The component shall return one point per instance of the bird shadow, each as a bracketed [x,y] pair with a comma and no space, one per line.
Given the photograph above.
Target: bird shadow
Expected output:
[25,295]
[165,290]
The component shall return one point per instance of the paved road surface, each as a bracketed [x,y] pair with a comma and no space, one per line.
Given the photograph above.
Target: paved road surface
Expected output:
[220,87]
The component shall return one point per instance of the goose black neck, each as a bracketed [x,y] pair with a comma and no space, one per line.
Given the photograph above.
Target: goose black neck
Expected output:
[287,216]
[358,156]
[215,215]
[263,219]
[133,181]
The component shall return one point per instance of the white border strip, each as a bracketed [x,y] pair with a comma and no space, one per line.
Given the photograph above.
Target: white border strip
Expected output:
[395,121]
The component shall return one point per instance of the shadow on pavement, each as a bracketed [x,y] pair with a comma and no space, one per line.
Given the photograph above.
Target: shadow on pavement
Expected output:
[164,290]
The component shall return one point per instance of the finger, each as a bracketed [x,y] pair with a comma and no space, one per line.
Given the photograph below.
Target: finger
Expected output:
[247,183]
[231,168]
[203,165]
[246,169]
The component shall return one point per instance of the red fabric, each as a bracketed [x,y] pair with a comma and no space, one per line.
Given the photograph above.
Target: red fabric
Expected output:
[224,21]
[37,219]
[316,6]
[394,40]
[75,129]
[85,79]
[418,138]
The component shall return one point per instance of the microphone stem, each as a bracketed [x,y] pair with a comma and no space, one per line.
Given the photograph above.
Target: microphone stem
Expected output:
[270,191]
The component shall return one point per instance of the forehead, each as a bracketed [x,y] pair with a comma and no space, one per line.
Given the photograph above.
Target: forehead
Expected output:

# # # # #

Provide a verbatim reproduction of all the records.

● FINAL ANSWER
The component shall return one point per instance of the bird shadow, each as a bracketed [x,y] pair with a comma and no space, one per line.
Given the photograph above.
Target: bird shadow
Expected output:
[25,295]
[165,290]
The component shall return one point per instance of the paved road surface, each as a bracketed [x,y] pair with a comma and no space, one per line.
Given the photograph above.
Target: paved road surface
Expected output:
[220,87]
The component shall return one point per instance of the goose black neck, each as a bracketed [x,y] pair with a comma and no space, one per line.
Given the photograph above.
Target: goose black neck
Expected output:
[287,216]
[358,156]
[215,215]
[263,219]
[133,181]
The component shall return one point per instance of the white border strip, each as a bracketed [x,y] pair with a comma and no space, one per line.
Given the photograph above.
Target: white border strip
Expected output:
[395,121]
The component shall return one point per instance of the shadow on pavement, each as a bracketed [x,y] pair with a comma and no space, one per line.
Given the photograph above.
Target: shadow on pavement
Expected output:
[164,290]
The component shall return one point per instance of the finger, each as a bracketed [x,y] pair with a comma and no space, one per line.
Given the photograph below.
Target: finger
Expected output:
[247,183]
[231,168]
[203,165]
[246,169]
The component shall return one point per instance of the red fabric, each as a bracketed [x,y] pair with a comma and no space, one per line.
Given the photograph above.
Target: red fabric
Expected output:
[224,21]
[37,219]
[316,6]
[394,40]
[75,129]
[85,79]
[418,138]
The component shall return one point per instance of the microphone stem, each as a bracketed [x,y] pair with a comma and no space, one per line.
Given the photograph above.
Target: microphone stem
Expected output:
[270,191]
The component shall return one point per instance of the forehead, each as a bracketed [x,y] pair with a comma and no space, one per line.
Given the photograph above.
Target: forehead
Expected output:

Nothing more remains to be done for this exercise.